-------- TASK MATERIAL

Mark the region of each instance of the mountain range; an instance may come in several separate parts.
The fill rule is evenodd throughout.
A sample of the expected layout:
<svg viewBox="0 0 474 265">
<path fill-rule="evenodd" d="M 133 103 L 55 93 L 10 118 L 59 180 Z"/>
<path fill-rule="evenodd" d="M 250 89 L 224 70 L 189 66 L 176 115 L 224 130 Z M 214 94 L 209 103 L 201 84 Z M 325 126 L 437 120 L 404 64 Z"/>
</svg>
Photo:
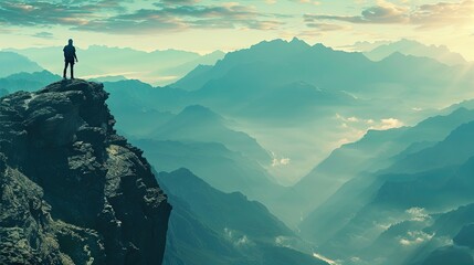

----------------

> [EXERCISE DETAILS] Output every line of the material above as a numbered list, skipping any blank lines and leaving out the pictures.

> [THE COMPLETED TASK]
1. Mark the region of each instance of the mountain range; an instance may come in several separate parts.
2. The fill rule is evenodd throughout.
3. A sample of the expected layout:
4. <svg viewBox="0 0 474 265">
5. <path fill-rule="evenodd" d="M 133 103 L 55 93 L 10 118 L 59 180 Z"/>
6. <path fill-rule="evenodd" d="M 250 89 L 224 70 L 189 66 L 176 115 L 224 130 Z M 214 94 L 209 103 L 201 84 Z M 325 126 L 437 120 L 404 64 Z"/>
7. </svg>
8. Photo:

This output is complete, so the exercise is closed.